Extracted data:

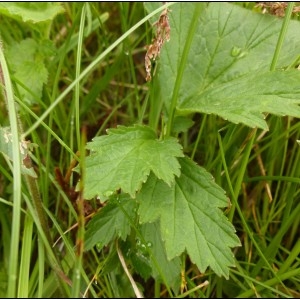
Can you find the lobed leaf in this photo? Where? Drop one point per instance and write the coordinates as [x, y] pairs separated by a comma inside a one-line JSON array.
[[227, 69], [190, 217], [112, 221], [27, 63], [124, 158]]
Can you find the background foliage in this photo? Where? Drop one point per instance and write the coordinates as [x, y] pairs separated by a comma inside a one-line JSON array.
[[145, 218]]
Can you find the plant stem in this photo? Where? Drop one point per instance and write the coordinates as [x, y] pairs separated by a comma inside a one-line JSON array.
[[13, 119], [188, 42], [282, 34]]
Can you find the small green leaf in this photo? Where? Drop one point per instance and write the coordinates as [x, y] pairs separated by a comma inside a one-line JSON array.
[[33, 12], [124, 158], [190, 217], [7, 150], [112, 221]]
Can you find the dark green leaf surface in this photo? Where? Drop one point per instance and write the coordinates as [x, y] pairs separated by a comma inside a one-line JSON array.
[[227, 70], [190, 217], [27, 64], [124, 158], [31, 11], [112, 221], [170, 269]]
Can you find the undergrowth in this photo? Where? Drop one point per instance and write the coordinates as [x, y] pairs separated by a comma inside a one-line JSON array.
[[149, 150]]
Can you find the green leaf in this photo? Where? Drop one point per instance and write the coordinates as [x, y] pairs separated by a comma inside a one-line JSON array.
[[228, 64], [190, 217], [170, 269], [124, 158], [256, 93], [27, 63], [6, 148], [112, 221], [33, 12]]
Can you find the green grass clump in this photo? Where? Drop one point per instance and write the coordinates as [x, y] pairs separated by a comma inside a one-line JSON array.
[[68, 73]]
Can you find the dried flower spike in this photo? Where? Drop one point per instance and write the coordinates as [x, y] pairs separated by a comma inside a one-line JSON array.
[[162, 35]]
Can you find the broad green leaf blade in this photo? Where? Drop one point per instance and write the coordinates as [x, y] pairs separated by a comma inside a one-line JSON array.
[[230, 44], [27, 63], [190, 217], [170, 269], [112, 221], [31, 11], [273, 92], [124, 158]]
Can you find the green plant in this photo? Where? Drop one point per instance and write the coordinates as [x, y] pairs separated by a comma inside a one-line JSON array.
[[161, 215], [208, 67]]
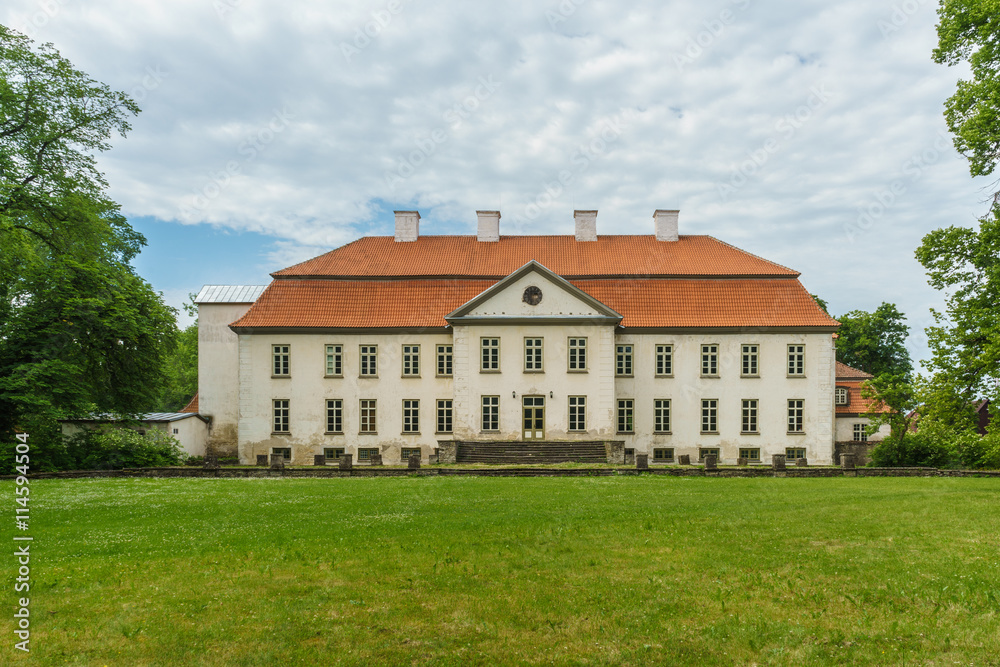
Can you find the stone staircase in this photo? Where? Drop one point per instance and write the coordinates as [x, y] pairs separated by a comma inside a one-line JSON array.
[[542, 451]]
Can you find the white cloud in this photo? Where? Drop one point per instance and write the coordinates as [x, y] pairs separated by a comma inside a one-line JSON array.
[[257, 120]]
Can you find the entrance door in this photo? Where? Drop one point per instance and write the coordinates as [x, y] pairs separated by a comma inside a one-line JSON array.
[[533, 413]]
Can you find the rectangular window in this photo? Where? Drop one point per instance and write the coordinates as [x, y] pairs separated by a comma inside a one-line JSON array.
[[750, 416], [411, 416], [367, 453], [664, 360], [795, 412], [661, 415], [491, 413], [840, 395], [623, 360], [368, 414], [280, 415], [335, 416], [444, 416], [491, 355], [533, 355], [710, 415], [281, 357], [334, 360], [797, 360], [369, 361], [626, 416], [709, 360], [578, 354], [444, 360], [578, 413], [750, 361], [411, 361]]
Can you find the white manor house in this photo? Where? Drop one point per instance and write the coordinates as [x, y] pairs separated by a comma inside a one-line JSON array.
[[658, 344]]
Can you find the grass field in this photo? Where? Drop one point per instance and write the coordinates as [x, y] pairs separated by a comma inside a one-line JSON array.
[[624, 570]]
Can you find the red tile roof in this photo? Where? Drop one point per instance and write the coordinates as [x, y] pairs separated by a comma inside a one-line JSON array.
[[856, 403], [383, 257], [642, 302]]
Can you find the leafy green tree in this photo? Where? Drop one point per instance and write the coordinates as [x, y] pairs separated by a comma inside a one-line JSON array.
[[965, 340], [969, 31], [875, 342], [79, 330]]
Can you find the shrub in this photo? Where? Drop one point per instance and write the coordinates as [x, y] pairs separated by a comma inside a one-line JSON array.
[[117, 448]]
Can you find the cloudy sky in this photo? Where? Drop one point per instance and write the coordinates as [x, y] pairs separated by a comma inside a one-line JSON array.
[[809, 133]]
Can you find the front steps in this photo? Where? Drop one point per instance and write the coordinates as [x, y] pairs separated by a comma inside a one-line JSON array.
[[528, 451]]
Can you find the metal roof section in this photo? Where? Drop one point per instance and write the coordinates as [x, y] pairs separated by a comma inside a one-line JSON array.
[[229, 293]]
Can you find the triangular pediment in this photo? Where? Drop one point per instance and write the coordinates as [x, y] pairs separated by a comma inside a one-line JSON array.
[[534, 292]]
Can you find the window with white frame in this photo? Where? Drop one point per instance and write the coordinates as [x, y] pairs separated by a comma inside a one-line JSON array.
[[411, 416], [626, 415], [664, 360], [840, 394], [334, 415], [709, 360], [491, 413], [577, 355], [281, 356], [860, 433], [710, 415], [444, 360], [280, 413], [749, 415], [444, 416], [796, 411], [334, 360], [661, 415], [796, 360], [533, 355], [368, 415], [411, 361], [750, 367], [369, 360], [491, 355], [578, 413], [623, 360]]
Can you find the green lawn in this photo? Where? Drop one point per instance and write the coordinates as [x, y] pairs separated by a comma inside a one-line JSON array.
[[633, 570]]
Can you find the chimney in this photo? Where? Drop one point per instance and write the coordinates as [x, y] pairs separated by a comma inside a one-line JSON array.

Stated task: Format all the entries above as a numbered list, leaving out blank lines and the pictures.

Complete answer:
1. Can you find the lobed leaf in this photo? Where? Drop one point per instance and write the coordinates as [x, y] pairs separated by a comma inside a one-line JSON array.
2. [[227, 69], [190, 217], [112, 221], [27, 63], [124, 158]]
3. Can you find the background foliage in this photo? Where? Drop one point per instance and write the coordinates as [x, y] pairs separated by a comma inside a one-line JSON array.
4. [[145, 218]]
5. Can you find the plant stem in this photo? Where? Drop one point per instance and write the coordinates as [x, y] pairs separated by a comma inside a one-line JSON array.
6. [[13, 119], [188, 42], [282, 34]]
7. Can you find the small green leaf in this photo? Where? Drop one point per instance and write the coordinates as [x, y] pairs separated by a comma inside a one-line JSON array.
8. [[33, 12], [124, 158], [190, 217], [7, 150], [112, 221]]
9. Can you find the dark green leaf surface in this photo? Where? Drop one point per instance and write the coordinates as [x, y] pairs separated by a comma inside a one-line JSON array.
10. [[227, 70], [190, 217], [27, 64], [124, 158], [31, 11], [112, 221], [170, 269]]
11. Can you find the undergrowth in this photo? Where? Drop one point per instance and write the coordinates as [x, y] pairs separated by a comma inside a one-line JSON array.
12. [[149, 150]]
13. Can you find the green leaf in this photo? Where? Drop one point per instance and write the coordinates as [x, y] pairs separated by a comma inside a one-line JSON array.
14. [[228, 64], [190, 217], [170, 269], [124, 158], [256, 93], [27, 63], [6, 148], [112, 221], [33, 12]]
15. Can you find the green grass clump in this photo? Where? Drop one point per instance and write the coordinates as [x, y] pairs separated by a comma inside a one-line JSON array.
16. [[68, 73]]
17. Can you find the dried flower spike in this photo? Where? Drop one point per instance and write the coordinates as [x, y] pairs separated by a comma inside a one-line JSON array.
18. [[162, 35]]
19. Can you find the broad green leaf blade in this photo? Where? Drop one point per instance and write the coordinates as [x, y] pairs separated by a comma inside a one-line JSON array.
20. [[230, 44], [27, 63], [190, 217], [170, 269], [112, 221], [31, 11], [273, 92], [124, 158]]
21. Can you find the green plant in this photo? Where? Drop one point per instance and write the coordinates as [x, y] pairs separated by a comma inside a one-line JSON array.
22. [[161, 215], [208, 67]]
23. Can you find the stone staircase in this photo? Where? Drop one point per instance and write the coordinates as [x, y] pairs separated by a comma inside a one-line JSON array.
24. [[542, 451]]
25. Can you find the white cloud in this photo? Where? Drop one point per instance and write the coordinates as [x, y] pairs separated by a comma inside a one-line JSON array.
26. [[257, 120]]
27. Can you find the entrance door in this photo? Where? Drop one point per instance and write the coordinates as [x, y] pairs separated by a comma inside a one-line JSON array.
28. [[533, 413]]
29. Can you find the rectangular window in this photo? Where? Drop one point per instance and write the coordinates as [x, y] pairs separated by a comma inside a one-line JSON array.
30. [[750, 416], [411, 416], [367, 453], [664, 360], [795, 412], [661, 415], [491, 413], [840, 395], [623, 360], [368, 414], [280, 415], [335, 416], [444, 416], [491, 355], [533, 355], [710, 415], [281, 357], [334, 360], [797, 360], [369, 361], [626, 416], [709, 360], [578, 354], [444, 360], [578, 413], [750, 361], [411, 361]]
31. Can you find the white manor house in this photo? Where? Drop one point per instance and write the coordinates as [x, y] pairs separated by a comma inside a one-line JSON array.
32. [[658, 344]]
33. Can you find the grass field in this photo? Where? Drop one point per instance and write the coordinates as [x, y] pairs separated by a comma inside a one-line JSON array.
34. [[624, 570]]
35. Can you find the red tile roof in this photo? Where? Drop one point per instance and write the coordinates as [x, y] pairs separated by a comma inside a one-line JSON array.
36. [[856, 403], [383, 257], [642, 302]]
37. Can you find the leafy green tree in this photo? Where? Drop one point per instance and write the coordinates as [x, y] pairs separated by a comma inside a one-line JSON array.
38. [[965, 340], [969, 31], [875, 342], [79, 330]]
39. Can you find the shrub in this photo? Where? Drop one point per instance and write the coordinates as [x, y] pairs separated by a comma inside a one-line JSON array.
40. [[117, 448]]
41. Can you find the cloudy sky in this photo? Where? Drop one point per instance and write the coordinates as [x, y] pairs separated by a comma inside a one-line JSON array.
42. [[809, 133]]
43. Can you find the front steps in this photo? Where? Drop one point per instance and write the coordinates as [x, y] pairs separated by a comma inside a one-line JSON array.
44. [[528, 451]]
45. Can you find the metal roof section in this photo? Where? Drop one point per instance and write the coordinates as [x, y] pairs separated by a comma inside a one-line JSON array.
46. [[229, 293]]
47. Can you find the triangular pediment in this photo? Where? Drop one point per instance and write the coordinates as [x, y] pairs separated by a comma inside a one-line JSON array.
48. [[534, 292]]
49. Can you find the window with white frame in this photo? Where? Drop one point per instance and write the coordinates as [x, y] pairs separated by a comma inside a one-line JSON array.
50. [[411, 416], [626, 415], [664, 360], [840, 394], [334, 415], [709, 360], [491, 413], [577, 355], [281, 356], [860, 433], [710, 415], [444, 360], [280, 413], [749, 415], [444, 416], [796, 411], [334, 360], [661, 415], [796, 360], [533, 355], [368, 415], [411, 361], [750, 367], [369, 360], [491, 355], [578, 413], [623, 360]]
51. Can you find the green lawn in this photo? Where? Drop one point per instance and write the coordinates as [x, y] pairs separated by a comma inside a one-line JSON array.
52. [[633, 570]]
53. Can you find the chimney in this photo? Where? Drop one point per instance and write the coordinates as [x, y] pairs separated by a comma inside a one-line JSON array.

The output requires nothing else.